• Exercise requirements: Rewrite the rows below, swapping "shoulder patch" for "sleeve badge" and keeping everything else the same. Leave the pictures out of your answer.

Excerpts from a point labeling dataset
## Start
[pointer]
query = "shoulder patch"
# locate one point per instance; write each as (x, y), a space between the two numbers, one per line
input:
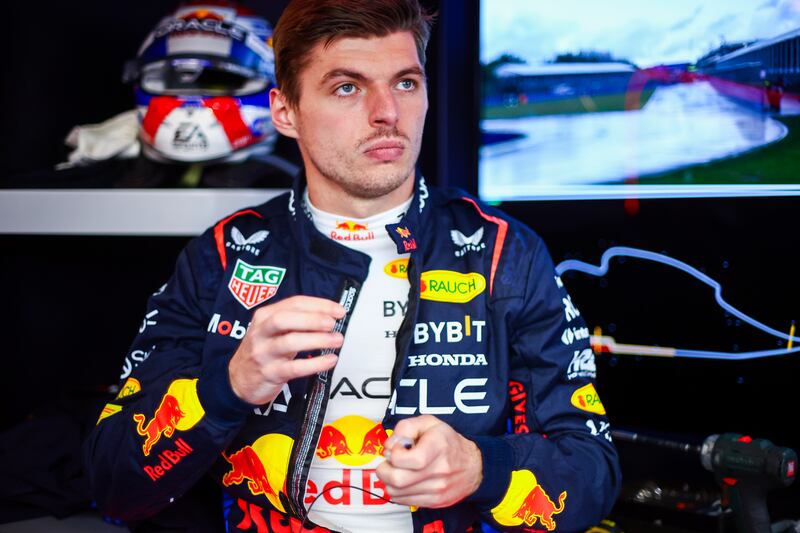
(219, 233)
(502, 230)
## End
• Finished answer:
[pointer]
query = "sleeve badge"
# locate one point per instance; write each as (x, y), a space between the two numbers, one per line
input:
(219, 233)
(502, 230)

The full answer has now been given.